▶ [TASK TO CARRY OUT]: Filter the entries for the string "leaf". Copy each line that has it.
(EXCERPTED DATA begins)
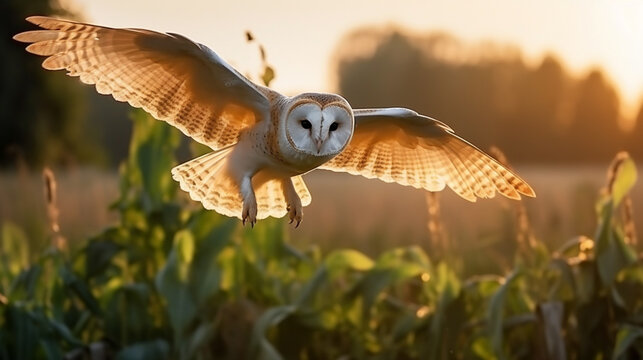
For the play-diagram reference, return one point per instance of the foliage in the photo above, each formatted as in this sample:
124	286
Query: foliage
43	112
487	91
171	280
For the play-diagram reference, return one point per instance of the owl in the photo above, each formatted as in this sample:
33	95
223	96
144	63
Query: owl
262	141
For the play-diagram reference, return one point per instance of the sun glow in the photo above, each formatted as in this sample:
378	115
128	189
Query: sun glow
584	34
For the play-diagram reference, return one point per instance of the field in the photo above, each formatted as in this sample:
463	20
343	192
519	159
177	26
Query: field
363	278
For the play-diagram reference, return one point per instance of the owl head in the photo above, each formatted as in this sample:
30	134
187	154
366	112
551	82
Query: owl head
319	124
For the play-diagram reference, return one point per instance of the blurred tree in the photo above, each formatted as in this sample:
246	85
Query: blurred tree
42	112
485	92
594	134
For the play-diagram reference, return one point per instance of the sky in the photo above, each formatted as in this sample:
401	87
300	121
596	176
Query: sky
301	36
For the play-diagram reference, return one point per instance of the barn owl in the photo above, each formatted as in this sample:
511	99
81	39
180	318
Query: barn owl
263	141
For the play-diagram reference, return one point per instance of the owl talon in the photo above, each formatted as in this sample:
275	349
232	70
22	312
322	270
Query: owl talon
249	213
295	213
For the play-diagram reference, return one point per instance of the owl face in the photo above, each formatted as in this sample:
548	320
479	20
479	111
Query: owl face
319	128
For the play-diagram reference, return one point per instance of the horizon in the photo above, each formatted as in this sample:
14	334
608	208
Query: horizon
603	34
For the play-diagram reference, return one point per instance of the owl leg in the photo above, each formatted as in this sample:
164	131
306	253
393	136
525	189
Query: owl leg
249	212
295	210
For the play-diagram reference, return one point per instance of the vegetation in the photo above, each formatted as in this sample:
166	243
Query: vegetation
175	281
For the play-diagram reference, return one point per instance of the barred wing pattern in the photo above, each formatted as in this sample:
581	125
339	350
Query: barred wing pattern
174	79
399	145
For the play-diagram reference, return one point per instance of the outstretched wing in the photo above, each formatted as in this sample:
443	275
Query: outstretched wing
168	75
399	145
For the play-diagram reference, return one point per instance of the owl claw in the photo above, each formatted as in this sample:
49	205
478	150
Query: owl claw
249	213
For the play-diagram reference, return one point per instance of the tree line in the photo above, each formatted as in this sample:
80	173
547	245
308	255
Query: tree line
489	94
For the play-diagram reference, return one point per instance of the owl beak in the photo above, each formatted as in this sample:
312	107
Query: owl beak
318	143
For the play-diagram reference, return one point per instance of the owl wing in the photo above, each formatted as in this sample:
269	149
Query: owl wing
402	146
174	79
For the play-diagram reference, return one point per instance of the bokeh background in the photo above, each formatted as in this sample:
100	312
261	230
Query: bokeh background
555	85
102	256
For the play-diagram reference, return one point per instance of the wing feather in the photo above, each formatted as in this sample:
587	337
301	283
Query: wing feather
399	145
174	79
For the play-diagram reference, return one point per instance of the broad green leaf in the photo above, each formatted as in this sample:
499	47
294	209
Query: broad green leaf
(EXCERPTED DATA ends)
▶ [TASK RESULT]:
For the play-diagram reference, return one point per instance of the broad green leaf in the photo above, each formatted as in this sample:
Query: broad green leaf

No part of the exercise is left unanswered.